Could you copy out the listing below with "vertex pairs" swapped for "coordinate pairs" and every other part left untouched?

### [Supplied data]

+-------+

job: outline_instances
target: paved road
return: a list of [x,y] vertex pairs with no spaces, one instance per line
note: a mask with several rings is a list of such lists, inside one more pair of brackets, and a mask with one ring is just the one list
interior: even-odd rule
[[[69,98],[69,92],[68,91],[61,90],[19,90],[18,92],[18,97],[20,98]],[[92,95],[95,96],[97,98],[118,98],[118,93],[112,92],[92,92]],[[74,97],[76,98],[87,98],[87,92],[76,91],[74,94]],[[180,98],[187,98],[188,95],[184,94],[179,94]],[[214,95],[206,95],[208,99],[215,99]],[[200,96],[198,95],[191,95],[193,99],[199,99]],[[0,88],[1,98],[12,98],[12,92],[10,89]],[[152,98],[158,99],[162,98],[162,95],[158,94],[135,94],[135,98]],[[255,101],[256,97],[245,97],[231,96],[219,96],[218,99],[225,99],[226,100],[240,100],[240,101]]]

+-------+

### [The completed task]
job: outline_instances
target: paved road
return: a list of [x,y] coordinate pairs with no spaces, one instance per line
note: a mask with several rings is a list of such lists, inside one more pair of brackets, and a mask with one ring is just the one list
interior: even-odd rule
[[[69,98],[69,92],[68,91],[61,90],[19,90],[18,92],[18,97],[20,98]],[[92,95],[95,96],[97,98],[118,98],[118,93],[112,92],[92,92]],[[74,97],[76,98],[87,98],[87,92],[76,91],[74,94]],[[180,98],[187,98],[188,95],[184,94],[179,94]],[[214,95],[206,95],[208,99],[215,99]],[[200,96],[198,95],[191,95],[193,99],[199,99]],[[0,88],[1,98],[12,98],[12,92],[10,89]],[[152,98],[158,99],[162,98],[162,95],[158,94],[135,94],[135,98]],[[255,101],[256,97],[245,97],[231,96],[219,96],[218,99],[225,99],[226,100],[240,100],[240,101]]]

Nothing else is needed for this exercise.